STATED GOAL: In every entry, substitute "comma-separated" for "space-delimited" and leave everything else unchanged.

GIVEN DATA:
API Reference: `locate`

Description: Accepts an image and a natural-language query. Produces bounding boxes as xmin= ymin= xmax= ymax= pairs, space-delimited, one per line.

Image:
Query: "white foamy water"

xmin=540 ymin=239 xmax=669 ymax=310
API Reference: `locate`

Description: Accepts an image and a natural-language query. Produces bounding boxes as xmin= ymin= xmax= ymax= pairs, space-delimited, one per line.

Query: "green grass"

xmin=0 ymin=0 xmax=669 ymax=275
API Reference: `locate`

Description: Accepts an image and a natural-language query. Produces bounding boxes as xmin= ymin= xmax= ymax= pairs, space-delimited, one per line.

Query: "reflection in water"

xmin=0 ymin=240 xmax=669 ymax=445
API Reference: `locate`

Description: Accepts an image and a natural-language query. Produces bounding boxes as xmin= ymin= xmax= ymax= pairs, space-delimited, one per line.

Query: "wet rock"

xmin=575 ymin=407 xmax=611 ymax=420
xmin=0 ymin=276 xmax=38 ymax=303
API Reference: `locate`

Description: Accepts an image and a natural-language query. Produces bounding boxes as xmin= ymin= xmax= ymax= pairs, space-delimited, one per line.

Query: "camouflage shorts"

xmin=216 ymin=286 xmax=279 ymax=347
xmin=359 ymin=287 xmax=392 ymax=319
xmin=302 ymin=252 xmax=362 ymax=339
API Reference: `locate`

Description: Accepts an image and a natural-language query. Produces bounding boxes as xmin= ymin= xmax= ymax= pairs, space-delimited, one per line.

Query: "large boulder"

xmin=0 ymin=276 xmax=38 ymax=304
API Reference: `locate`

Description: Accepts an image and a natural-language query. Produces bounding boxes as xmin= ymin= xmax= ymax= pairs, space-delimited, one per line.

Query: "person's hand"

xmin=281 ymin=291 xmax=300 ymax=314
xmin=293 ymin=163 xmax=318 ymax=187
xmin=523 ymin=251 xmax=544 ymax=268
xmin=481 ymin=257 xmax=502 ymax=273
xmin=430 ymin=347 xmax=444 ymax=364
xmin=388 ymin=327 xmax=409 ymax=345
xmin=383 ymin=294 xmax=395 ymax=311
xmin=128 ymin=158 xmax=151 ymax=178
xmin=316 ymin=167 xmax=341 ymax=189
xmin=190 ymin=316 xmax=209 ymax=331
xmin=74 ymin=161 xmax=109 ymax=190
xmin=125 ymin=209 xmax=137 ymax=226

FINISHED TASK:
API Reference: `locate`

Description: Accepts an image and a natural-language query. Produces bounding boxes as xmin= ymin= xmax= ymax= pairs, comma-separated, one per line.

Image:
Query: "white foamy water"

xmin=540 ymin=239 xmax=669 ymax=310
API Reference: `locate`

Description: Accepts an image and a natural-language query. Produces bounding boxes as xmin= ymin= xmax= ymax= pairs, comma-separated, one per line.

Query: "green grass"

xmin=0 ymin=0 xmax=669 ymax=275
API Reference: `locate`

Description: Accepts an image and a natural-language query. Produces bounding boxes as xmin= ymin= xmax= ymax= pairs, comma-separated, one per line.

Query: "reflection in water"

xmin=0 ymin=240 xmax=669 ymax=445
API Reference: `locate`

Description: Accepts an image and a natural-language query. Produces bounding boxes as xmin= ymin= xmax= ymax= pairs, comma-separated, one per line.

Query: "wet rock"

xmin=575 ymin=407 xmax=611 ymax=420
xmin=0 ymin=276 xmax=38 ymax=303
API Reference: `locate`

Description: Accepts an image and a natural-language query. Produces bounding boxes as xmin= ymin= xmax= ymax= pairs, comma-separated, one per line.

Query: "camouflage shorts"

xmin=216 ymin=286 xmax=279 ymax=347
xmin=359 ymin=287 xmax=392 ymax=319
xmin=302 ymin=252 xmax=362 ymax=339
API Reference: `locate`

Description: Accepts an image and a natural-language query. Produces bounding boxes as xmin= ymin= xmax= ymax= pairs, comma-separated, one per line.

Query: "large boulder"

xmin=0 ymin=276 xmax=38 ymax=304
API Reference: `locate`

Description: Accepts an image and a natural-language query. Produces bounding boxes as xmin= ymin= xmax= ymax= pairs, comma-separated, one per line.

Query: "person's hand"

xmin=281 ymin=291 xmax=300 ymax=314
xmin=293 ymin=163 xmax=318 ymax=187
xmin=523 ymin=251 xmax=544 ymax=268
xmin=481 ymin=257 xmax=502 ymax=273
xmin=430 ymin=347 xmax=444 ymax=364
xmin=388 ymin=327 xmax=409 ymax=345
xmin=383 ymin=294 xmax=395 ymax=311
xmin=128 ymin=158 xmax=151 ymax=178
xmin=316 ymin=167 xmax=341 ymax=189
xmin=190 ymin=316 xmax=209 ymax=331
xmin=74 ymin=161 xmax=109 ymax=190
xmin=125 ymin=209 xmax=137 ymax=226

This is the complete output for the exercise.